POTONGAN DOKUMEN.
§ §

Cegah Fraud dalam Program JKN, Ini Rekomendasi KPK
Berita

Cegah Fraud dalam Program JKN, Ini Rekomendasi KPK

Kementerian Kesehatan perlu menerbitkan Pedoman Nasional Pelayanan Kedokteran (PNPK) yang memuat penanganan berbagai penyakit.

Ady Thea DA
Bacaan 2 Menit
Ilustrasi layanan kesehatan di faskes. Ilustrator: BAS
Ilustrasi layanan kesehatan di faskes. Ilustrator: BAS

Program Jaminan Kesehatan Nasional (JKN) yang diselenggarakan BPJS Kesehatan sejak 1 Januari 2014 tak luput dari berbagai persoalan. Selain masalah defisit Dana Jaminan Sosial (DJS), program yang jumlah pesertanya lebih dari 205 juta orang itu juga menghadapi persoalan lain terkait potensi kecurangan (fraud). Pemerintah telah menerbitkan regulasi guna mencegah fraud antara lain Peraturan Menteri Kesehatan No. 36 Tahun 2015 tentang Pencegahan Kecurangan (Fraud) dalam Pelaksanaan Program Jaminan Kesehatan Pada Sistem Jaminan Sosial Nasional.

 

Selaras itu KPK, Kementerian Kesehatan, dan BPJS Kesehatan telah membentuk Tim Bersama Penanganan Kecurangan dalam Program JKN. Direktorat Litbang Pencegahan KPK, Syahdu Winda, mengatakan KPK sudah gencar menyuarakan pencegahan fraud dalam program JKN sejak 2015. Setelah terbit Permenkes No. 36 Tahun 2015 dan pembentukan tim penanganan fraud, saat ini pemangku kepentingan menyusun pedoman penanganan fraud.

§ §

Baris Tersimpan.
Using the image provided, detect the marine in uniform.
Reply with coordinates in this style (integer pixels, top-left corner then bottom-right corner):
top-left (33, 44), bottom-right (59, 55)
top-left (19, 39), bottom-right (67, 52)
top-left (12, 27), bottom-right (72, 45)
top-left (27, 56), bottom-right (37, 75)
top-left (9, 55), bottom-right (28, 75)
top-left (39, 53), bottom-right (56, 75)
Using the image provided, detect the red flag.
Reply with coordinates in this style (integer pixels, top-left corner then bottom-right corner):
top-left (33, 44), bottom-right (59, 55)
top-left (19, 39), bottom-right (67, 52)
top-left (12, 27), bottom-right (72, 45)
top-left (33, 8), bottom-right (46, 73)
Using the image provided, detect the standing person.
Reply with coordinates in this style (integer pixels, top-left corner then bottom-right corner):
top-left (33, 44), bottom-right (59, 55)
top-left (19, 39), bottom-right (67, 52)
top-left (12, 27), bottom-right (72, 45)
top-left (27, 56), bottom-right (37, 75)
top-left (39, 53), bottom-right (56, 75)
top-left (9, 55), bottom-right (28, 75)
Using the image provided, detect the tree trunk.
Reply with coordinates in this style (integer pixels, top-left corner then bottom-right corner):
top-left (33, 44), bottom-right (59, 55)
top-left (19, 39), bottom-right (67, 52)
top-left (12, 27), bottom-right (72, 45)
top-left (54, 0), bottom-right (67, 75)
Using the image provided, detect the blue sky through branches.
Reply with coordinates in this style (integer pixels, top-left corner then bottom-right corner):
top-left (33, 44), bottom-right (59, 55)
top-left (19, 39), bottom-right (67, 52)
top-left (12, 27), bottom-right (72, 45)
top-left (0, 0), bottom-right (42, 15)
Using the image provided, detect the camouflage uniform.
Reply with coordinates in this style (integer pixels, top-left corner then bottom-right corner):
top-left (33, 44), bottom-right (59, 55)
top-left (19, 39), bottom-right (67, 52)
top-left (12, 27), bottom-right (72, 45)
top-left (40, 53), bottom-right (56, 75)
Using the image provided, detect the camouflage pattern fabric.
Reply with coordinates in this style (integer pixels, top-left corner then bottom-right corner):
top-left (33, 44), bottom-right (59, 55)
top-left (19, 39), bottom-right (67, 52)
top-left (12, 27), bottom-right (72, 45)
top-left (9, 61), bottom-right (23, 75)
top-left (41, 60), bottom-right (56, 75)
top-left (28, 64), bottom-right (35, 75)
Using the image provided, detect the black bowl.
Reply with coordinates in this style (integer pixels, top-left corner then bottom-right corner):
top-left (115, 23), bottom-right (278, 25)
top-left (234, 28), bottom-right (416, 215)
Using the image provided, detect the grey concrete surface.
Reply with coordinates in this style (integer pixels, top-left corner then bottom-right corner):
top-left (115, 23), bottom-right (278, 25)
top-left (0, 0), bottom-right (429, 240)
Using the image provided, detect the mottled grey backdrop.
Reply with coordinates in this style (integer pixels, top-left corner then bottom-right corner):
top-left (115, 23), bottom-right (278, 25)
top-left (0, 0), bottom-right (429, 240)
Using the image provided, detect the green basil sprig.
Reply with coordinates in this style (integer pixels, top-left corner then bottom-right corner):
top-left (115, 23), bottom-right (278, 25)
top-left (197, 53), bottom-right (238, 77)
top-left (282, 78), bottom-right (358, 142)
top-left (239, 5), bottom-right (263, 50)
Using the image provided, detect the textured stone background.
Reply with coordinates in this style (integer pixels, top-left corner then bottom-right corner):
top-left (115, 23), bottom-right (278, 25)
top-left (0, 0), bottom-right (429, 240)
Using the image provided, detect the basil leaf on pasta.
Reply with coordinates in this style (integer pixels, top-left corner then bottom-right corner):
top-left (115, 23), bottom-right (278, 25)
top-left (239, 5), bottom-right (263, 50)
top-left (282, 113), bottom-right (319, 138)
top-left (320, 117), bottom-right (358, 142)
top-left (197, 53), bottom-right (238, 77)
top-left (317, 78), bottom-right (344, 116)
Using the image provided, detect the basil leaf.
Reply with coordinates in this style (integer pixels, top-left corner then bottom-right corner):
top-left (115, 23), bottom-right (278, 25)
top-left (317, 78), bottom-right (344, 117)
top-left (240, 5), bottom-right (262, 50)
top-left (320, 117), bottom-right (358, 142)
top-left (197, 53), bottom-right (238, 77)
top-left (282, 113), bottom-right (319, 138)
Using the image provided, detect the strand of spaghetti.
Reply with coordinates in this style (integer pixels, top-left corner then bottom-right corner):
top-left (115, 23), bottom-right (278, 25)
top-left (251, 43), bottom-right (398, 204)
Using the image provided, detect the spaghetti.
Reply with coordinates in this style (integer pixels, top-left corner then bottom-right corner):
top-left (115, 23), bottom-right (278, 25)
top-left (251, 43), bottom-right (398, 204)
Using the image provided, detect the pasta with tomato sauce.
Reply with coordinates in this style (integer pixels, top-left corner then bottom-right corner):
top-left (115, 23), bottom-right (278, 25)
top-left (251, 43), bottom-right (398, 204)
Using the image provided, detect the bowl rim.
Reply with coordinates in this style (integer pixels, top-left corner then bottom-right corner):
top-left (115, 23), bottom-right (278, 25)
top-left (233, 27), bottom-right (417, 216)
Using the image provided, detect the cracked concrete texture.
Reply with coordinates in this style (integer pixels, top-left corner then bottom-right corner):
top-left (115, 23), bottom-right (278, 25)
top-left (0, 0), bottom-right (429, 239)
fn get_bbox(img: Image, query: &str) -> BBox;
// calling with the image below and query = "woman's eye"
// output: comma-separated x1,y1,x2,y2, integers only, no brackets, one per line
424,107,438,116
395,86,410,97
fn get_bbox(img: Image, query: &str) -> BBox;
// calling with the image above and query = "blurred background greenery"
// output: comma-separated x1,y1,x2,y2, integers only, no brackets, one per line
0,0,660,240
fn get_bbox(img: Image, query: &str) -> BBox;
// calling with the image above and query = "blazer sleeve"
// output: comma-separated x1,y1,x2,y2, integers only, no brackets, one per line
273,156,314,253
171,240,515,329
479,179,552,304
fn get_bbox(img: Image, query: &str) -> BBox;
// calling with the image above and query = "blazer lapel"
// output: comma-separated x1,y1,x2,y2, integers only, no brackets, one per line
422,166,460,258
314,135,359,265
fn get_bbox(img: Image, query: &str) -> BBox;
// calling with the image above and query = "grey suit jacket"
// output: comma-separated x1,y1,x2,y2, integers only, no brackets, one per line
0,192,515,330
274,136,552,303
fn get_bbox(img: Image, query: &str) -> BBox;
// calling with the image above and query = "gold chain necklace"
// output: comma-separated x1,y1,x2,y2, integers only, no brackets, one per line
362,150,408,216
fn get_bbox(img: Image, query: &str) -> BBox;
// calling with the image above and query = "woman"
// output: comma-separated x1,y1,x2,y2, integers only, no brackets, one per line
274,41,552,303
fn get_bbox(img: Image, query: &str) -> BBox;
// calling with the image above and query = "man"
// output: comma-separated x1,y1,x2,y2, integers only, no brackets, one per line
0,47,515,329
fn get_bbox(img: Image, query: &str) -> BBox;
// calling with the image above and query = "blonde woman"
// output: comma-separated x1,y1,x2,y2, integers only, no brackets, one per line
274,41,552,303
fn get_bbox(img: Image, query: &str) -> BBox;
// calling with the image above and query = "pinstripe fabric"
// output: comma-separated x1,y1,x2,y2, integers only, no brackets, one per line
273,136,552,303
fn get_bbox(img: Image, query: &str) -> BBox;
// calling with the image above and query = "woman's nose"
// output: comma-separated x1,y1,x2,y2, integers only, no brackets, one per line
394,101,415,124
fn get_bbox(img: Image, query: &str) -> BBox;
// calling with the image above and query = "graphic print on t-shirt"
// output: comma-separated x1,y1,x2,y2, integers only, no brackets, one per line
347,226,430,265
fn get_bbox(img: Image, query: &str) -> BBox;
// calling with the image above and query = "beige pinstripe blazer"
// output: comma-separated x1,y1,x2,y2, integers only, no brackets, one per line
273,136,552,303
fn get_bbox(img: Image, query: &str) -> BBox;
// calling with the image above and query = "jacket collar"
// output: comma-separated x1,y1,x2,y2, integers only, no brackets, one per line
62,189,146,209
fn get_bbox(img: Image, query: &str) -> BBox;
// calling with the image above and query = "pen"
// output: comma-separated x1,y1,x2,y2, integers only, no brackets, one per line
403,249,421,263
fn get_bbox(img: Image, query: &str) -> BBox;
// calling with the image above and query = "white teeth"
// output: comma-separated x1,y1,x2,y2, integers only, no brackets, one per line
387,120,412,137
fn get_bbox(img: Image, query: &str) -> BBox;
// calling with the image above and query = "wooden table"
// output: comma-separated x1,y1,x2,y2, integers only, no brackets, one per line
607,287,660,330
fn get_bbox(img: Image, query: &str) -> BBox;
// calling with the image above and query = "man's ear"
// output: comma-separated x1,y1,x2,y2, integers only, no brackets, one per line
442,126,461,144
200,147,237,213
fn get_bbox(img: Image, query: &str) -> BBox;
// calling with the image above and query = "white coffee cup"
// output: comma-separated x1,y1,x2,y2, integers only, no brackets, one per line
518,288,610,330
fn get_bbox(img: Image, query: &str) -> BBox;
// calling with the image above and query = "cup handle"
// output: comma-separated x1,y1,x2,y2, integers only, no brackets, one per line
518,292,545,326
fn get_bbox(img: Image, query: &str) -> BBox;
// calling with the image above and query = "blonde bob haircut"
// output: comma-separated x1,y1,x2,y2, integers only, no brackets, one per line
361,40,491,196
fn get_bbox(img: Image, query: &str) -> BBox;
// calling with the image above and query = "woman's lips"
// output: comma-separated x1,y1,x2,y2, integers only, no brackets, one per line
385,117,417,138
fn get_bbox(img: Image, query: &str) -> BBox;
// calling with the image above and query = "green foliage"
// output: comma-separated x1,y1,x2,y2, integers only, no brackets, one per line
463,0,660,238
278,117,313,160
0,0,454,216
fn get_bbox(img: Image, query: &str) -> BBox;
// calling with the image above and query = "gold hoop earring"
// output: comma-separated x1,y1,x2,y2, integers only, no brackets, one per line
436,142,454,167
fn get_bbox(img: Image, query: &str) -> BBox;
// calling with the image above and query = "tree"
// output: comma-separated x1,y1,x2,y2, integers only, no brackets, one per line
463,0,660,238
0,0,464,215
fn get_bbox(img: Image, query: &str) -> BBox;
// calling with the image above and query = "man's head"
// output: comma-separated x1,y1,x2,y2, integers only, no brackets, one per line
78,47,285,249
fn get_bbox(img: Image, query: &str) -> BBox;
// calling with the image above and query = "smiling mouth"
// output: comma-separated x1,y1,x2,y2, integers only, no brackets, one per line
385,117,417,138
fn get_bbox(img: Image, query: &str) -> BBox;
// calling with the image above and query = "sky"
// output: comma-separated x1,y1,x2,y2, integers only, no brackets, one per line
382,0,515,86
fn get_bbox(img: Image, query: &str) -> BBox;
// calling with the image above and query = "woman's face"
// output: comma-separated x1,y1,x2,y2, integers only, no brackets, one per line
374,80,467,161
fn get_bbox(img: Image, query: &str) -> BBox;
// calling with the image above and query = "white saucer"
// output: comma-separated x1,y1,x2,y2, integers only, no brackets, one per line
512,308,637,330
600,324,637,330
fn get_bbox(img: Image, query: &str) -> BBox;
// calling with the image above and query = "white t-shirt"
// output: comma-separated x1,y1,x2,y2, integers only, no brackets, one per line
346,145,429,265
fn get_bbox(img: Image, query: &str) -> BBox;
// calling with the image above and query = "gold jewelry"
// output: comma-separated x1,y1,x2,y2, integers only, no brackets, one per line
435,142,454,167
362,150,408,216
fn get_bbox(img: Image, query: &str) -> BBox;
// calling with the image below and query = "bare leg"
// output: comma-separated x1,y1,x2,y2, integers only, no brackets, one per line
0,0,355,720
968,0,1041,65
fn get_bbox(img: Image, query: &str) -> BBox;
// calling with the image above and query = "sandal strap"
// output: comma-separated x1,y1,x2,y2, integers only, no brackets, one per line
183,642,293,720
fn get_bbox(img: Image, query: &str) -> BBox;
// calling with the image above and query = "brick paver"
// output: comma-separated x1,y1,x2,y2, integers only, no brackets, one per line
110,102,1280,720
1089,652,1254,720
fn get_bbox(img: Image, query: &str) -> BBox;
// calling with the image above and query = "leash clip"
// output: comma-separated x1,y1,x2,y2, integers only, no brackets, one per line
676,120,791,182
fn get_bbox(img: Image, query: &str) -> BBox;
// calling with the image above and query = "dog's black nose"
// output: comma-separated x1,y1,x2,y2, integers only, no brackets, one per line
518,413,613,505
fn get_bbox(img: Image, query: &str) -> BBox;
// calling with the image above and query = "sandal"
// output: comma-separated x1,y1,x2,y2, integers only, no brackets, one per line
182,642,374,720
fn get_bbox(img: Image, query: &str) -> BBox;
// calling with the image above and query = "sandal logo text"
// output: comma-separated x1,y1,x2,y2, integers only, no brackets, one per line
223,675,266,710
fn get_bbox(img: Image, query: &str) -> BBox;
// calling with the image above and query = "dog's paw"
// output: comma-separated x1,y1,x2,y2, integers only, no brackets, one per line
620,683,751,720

§ §

DAFTAR TUGAS.
1 > Ringkaslah berita tentang pencegahan fraud dalam program JKN di atas dalam dua kalimat.
2 > Jawab pertanyaan berikut berdasarkan berita tentang pencegahan fraud dalam program JKN di atas:
(a) Sejak tanggal berapa program JKN diselenggarakan BPJS Kesehatan?
(b) Pedoman apa yang perlu diterbitkan Kementerian Kesehatan?
(c) Sejak tahun berapa KPK gencar menyuarakan pencegahan fraud dalam program JKN?
3 > Teruskan berita tentang pencegahan fraud dalam program JKN di atas, mulai setelah kalimat terakhirnya.

JAWABAN PER TUGAS.
1 > Program JKN yang diselenggarakan BPJS Kesehatan sejak 1 Januari 2014 dan diikuti lebih dari 205 juta peserta menghadapi masalah defisit Dana Jaminan Sosial serta potensi kecurangan (fraud). Untuk itu pemerintah menerbitkan Permenkes No. 36 Tahun 2015, lalu KPK, Kementerian Kesehatan, dan BPJS Kesehatan membentuk Tim Bersama Penanganan Kecurangan, dan kini para pemangku kepentingan sedang menyusun pedoman penanganan fraud.

2 >
(a) Sejak 1 Januari 2014.
(b) Pedoman Nasional Pelayanan Kedokteran (PNPK) yang memuat penanganan berbagai penyakit.
(c) Sejak 2015.

3 >
 

Winda menyebut salah satu fokus utama KPK di bidang kesehatan adalah mengawasi pelaksanaan program JKN. Langkah ini penting karena BPJS Kesehatan mengelola dana yang cukup besar untuk menjalankan JKN, tercatat pembayaran klaim dan kapitasi per 31 Desember 2016 mencapai Rp74 triliun. Sejak JKN bergulir, anggaran kesehatan yang dikucurkan pemerintah untuk masyarakat miskin meningkat tiga kali.

 

KPK mencatat pelaksanaan program JKN menghadapi berbagai tantangan seperti defisit yang besarnya mencapai belasan triliun rupiah. Permenkes No. 36 Tahun 2015 belum mengatur instansi yang berwenang melakukan audit medis untuk mendeteksi fraud. Sampai Juni 2015 KPK memantau ada 175.774 klaim fasilitas kesehatan rujukan tingkat lanjutan (FKRTL) sebesar Rp440 miliar yang diduga fraud, dan sampai Juli 2016 lebih dari 1 juta klaim berpotensi fraud.

 

Winda menyebut salah satu upaya yang perlu dilakukan untuk mencegah fraud yakni menentukan standar pelayanan kedokteran yang diberikan kepada peserta JKN. Standar itu perlu dituangkan dalam bentuk Pedoman Nasional Pelayanan Kedokteran (PNPK). Pedoman itu intinya mengatur standar pelayanan yang diberikan dokter dalam menangani penyakit yang dialami pasien. Standar itu menjadi acuan untuk menilai apakah pelayanan yang diberikan kepada peserta sudah sesuai standar atau tidak.

 

“Jika pelayanannya tidak sesuai standar ini maka bisa diduga ada indikasi fraud. Jika tidak ada standar ini bagaimana kita bisa menentukan telah terjadi fraud atau tidak,” kata Winda dalam diskusi di Jakarta, Senin (26/11).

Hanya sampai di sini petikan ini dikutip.